Creo que el uso del término “caviar” se ha extendido mucho más allá de los sectores antidemocráticos y ultraconservadores que lo han vuelto a poner de moda en nuestro medio. Eso es algo que puedo constatar a partir del diálogo suscitado en este blog. Lo considero un profundo error – seguramente involuntario -, signo de una cierta falta de reflejos en materia conceptual. La extrema derecha no cuenta con cuadros intelectuales – está claro –, pero su prensa difamatoria y mediocre se ha anotado un lanzamiento de tres puntos. Estamos asumiendo su vocabulario, y por lo tanto (al menos en parte) sus sentidos implícitos para nuestra percepción y juicio en el plano político. Es triste, porque está claro que “caviar” no describe ningún objeto preciso (al menos tal y como se usa hoy esta expresión): es una palabra que sólo sirve para denigrar al oponente (ni siquiera para cuestionar rigurosamente sus ideas; aparentemente la etiqueta exime al «censor» de ofrecer cualquier argumentación).

Martín Tanaka nos ha recordado que la expresión proviene de la izquierda radical europea, que satirizaba a los izquierdistas inconsecuentes, que bosquejaban propósitos revolucionarios, pero vivían una vida más que acomodada. Por supuesto que la frivolidad constituye un vicio que resulta incompatible con una genuina vocación política (no sólo de izquierda, hay que decir), aunque la izquierda democrática ha sustituido la revolución por la reforma democrática como núcleo de su agenda. De todos modos, esta crítica – aunque natural – puede tornarse indeterminada, en tanto nos lleva a plantearnos honestamente una cuestión entre difícil y absurda: ¿Hasta cuánto puede ganar un ciudadano, de modo que su salario no sea incompatible con sus ideales de justicia social y solidaridad? ¿En qué “clase” debe ubicarse el sujeto de transformación social para ser “coherente”? Más allá de situaciones extremas, las preguntas tienen sentido sí y sólo si asumimos un determinismo clasista, presente en el marxismo ortodoxo, pero no en la izquierda renovada. Por más que el contexto histórico-social influya en la dirección del pensamiento, este no lo condiciona por completo; este determinismo no está justificado. El contraste “conciencia de clase / alienación” no se sostiene sin un esquema determinista de la historia y la economía, que constituye una hipótesis excesivamente vulnerable. Tengo que confesar con algo de humor que nunca he probado caviar, y que mi sueldo de profesor universitario es decoroso nomás. Pero sí puedo evocar e imaginar a personas con mucho mayores ingresos que yo suscribiendo un ideario de democracia social. Salvo en casos extremos (que suponen explotación de terceros, acumulación e injusticia, o la vindicación de desigualdades irracionales) no existe contradicción. Pensar que sólo los miembros del proletariado pueden decir cosas iluminadoras sobre la justicia social constituye una tesis extravagante y falaz proveniente de la ortodoxia marxista-leninista: una falsedad del tamaño del Everest. Algunos de nuestros políticos de izquierda más comprometidos y probos tienen un origen pudiente y tienen hoy una posición socioeconómica bastante acomodada: con todo ello, la fidelidad a sus convicciones políticas ha pasado con éxito por duras pruebas.

> CONSIGNA 1:
Traduce al inglés esta oración del texto sobre el término «caviar»: «Tengo que confesar con algo de humor que nunca he probado caviar, y que mi sueldo de profesor universitario es decoroso nomás.»
> CONSIGNA 2:
Prosigue el texto sobre el término «caviar» a partir de su última oración.

> LÍNEAS EXTRAÍDAS:

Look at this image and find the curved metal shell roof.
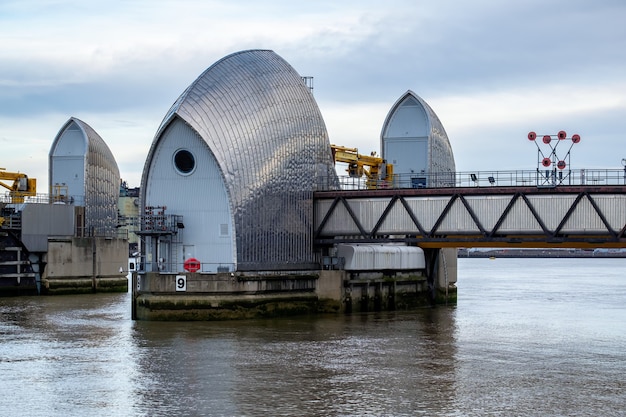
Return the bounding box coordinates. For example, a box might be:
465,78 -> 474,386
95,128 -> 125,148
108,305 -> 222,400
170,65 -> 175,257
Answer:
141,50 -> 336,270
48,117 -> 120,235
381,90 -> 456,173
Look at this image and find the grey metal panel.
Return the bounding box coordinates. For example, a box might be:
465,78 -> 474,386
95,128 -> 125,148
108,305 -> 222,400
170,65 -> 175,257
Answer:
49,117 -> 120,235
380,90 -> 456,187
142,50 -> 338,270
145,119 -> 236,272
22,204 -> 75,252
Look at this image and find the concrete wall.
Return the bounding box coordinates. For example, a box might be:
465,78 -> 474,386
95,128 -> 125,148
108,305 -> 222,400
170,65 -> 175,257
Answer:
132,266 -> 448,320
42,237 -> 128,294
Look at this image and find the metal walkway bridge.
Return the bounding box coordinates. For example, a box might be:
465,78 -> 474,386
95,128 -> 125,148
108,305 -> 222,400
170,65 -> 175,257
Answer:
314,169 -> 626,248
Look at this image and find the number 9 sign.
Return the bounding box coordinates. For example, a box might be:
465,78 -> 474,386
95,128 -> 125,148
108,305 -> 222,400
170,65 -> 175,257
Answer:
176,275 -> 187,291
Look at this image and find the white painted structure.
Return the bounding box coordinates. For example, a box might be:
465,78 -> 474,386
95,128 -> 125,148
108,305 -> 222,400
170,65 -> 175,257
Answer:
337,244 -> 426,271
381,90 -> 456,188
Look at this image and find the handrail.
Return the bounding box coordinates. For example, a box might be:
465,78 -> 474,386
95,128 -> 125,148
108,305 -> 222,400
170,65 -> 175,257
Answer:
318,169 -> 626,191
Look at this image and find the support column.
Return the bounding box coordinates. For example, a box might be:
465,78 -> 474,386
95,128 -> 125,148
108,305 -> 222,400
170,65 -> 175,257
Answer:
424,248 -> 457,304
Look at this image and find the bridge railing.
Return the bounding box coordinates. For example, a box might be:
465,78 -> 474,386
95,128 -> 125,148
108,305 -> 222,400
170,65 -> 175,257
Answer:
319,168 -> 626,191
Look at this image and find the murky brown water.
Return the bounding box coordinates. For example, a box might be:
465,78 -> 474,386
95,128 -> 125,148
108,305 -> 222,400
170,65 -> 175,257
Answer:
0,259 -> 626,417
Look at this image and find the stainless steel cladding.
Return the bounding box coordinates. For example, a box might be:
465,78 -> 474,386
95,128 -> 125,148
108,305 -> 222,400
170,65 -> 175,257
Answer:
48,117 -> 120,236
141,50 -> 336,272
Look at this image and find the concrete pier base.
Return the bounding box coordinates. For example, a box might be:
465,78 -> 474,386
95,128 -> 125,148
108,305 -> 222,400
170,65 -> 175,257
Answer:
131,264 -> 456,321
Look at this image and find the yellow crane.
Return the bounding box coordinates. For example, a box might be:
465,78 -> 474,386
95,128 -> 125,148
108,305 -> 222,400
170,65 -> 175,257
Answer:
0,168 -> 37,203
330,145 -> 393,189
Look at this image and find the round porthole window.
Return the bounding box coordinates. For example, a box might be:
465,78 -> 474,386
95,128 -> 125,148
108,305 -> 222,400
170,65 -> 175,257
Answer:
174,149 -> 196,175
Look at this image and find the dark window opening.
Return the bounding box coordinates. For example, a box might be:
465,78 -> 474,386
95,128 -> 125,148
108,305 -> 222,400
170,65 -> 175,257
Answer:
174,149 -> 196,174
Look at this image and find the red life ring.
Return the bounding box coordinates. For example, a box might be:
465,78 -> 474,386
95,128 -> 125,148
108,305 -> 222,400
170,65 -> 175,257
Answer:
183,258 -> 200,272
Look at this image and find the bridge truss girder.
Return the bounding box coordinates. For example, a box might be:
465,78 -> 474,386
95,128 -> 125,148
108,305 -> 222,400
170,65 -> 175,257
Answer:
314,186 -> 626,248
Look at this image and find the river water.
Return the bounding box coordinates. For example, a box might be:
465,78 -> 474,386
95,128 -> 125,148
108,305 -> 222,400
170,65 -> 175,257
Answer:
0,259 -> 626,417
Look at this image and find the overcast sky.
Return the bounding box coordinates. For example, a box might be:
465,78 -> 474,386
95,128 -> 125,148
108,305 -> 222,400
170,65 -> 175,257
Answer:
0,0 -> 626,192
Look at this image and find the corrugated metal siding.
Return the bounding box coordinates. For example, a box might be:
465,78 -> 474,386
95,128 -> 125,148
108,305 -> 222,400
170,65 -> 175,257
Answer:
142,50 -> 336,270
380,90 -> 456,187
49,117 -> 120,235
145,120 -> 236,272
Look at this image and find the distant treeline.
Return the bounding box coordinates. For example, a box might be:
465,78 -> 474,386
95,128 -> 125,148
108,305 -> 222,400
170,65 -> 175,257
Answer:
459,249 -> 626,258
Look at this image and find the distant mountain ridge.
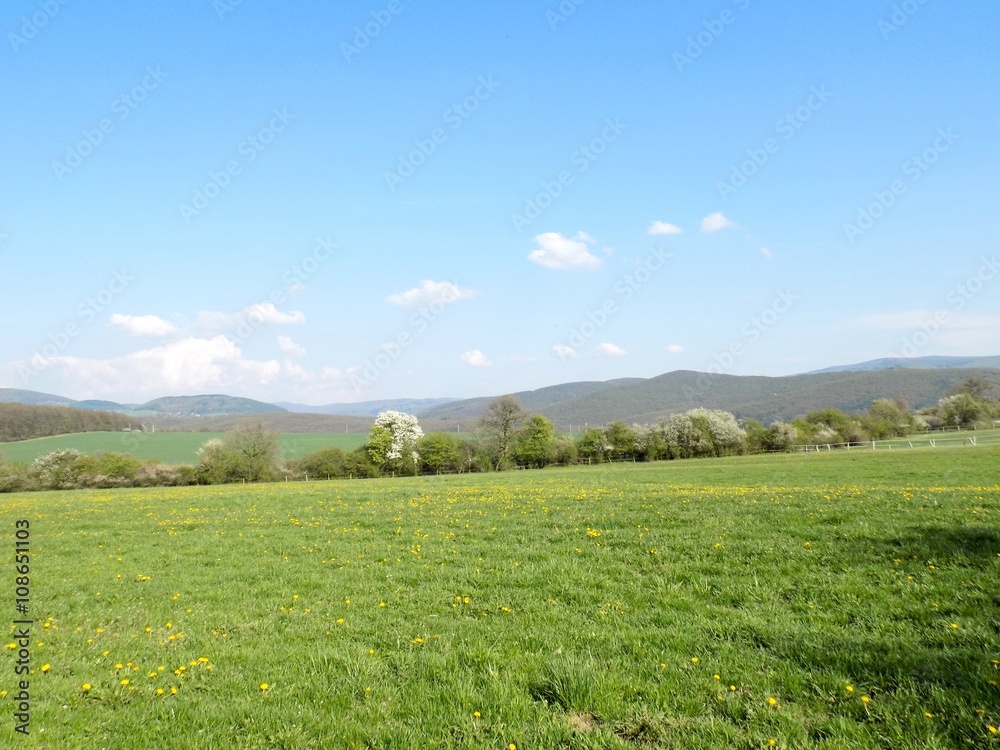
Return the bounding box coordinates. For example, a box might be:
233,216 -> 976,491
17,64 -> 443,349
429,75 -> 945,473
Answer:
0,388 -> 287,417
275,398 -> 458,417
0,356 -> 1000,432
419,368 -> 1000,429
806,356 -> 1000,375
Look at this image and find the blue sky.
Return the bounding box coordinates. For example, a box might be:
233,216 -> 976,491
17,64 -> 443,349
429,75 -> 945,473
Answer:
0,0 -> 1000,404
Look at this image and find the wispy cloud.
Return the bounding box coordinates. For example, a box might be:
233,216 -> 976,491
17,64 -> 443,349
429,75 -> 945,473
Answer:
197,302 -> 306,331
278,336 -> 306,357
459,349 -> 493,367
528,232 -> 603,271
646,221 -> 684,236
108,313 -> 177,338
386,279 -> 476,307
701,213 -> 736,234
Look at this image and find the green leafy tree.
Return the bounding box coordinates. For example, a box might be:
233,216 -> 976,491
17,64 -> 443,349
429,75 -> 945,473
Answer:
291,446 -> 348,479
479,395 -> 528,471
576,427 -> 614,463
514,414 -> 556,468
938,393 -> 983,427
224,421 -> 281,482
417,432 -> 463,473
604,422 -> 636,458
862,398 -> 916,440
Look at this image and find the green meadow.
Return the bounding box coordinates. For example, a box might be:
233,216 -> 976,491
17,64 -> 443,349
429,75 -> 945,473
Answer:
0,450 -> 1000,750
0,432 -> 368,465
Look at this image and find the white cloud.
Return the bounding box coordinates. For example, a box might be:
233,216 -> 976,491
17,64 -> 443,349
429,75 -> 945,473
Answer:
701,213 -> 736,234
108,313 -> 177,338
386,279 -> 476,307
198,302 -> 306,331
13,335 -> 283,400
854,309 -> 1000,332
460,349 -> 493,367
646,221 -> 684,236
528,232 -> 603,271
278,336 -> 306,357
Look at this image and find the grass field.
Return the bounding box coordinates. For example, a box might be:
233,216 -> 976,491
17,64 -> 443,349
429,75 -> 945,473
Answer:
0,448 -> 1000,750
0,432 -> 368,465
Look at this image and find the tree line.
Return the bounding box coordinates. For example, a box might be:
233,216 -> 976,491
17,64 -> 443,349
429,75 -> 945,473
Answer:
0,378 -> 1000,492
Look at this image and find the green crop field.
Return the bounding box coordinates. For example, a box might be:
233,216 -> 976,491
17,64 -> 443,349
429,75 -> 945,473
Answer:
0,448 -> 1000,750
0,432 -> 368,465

> RESULTADO 1:
I have to confess, with a bit of humor, that I have never tried caviar, and that my salary as a university professor is merely decent.

> RESULTADO 2:
Tanaka cuenta la terrible historia del inescrupuloso miembro de una ONG de Derechos Humanos que agradecía al destino por la matanza de Accomarca, dado que le permitiría comprar una casa en la playa. Este es un ejemplo brutal y patético, pero una actitud repugnante e indolente como la de este sujeto de la ONG no puede proyectarse hacia un grupo mayor de gente que tiene determinadas creencias, al menos no sin una buena explicación de por medio. Quien haya leído un poco de Hume y Popper conoce las evidentes limitaciones de cualquier inducción. Quien intenta validar esa inducción suele pretender hacerlo por motivos ideológicos “estratégicos” (descalificar al otro). Es el caso de diarios como La Razón y Correo.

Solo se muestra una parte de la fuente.